Work to complete
Please transcribe the data that follows without the pictures, keeping every word the same.
*** Input ***
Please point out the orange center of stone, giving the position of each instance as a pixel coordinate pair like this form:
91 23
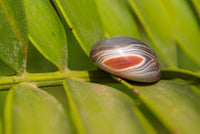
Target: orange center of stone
119 63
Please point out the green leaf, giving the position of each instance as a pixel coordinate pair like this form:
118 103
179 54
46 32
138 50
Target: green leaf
78 60
82 18
158 27
46 31
30 110
116 18
1 128
13 34
196 4
186 28
177 101
98 109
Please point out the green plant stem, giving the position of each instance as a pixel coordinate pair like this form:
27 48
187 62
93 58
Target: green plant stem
56 78
50 79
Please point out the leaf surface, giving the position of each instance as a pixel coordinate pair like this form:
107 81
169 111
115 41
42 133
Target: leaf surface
83 19
158 27
98 109
116 18
178 101
30 110
13 34
186 28
46 31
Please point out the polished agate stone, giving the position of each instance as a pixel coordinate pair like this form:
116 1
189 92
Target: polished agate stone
***
Task response
Please point out the orange center of stone, giving the position of each instance as a pixel coordinate pair like this form:
91 23
Target: orange center of stone
119 63
Please point out the green leaf, giving the position of each instance as a pixel coordinate pair like this form:
118 103
179 54
46 32
138 50
Target: green leaf
78 60
82 18
158 27
46 31
30 110
116 18
1 128
13 34
196 4
186 28
177 101
98 109
Please point out the green plant stem, giving the position of each instance as a pixel coordinate pair like this form:
27 48
187 62
93 58
Target: green plant stem
56 78
50 79
Please point out the leaf surface, giving the position of each instance as a pixel coordinate pair like this form:
107 81
169 111
115 41
42 133
Target: leaf surface
83 19
158 27
98 109
116 18
178 101
30 110
13 34
186 28
46 31
Please point out the polished agate stone, giving the position of each instance as a pixel coordinate pair like this form:
116 1
189 92
Target: polished agate stone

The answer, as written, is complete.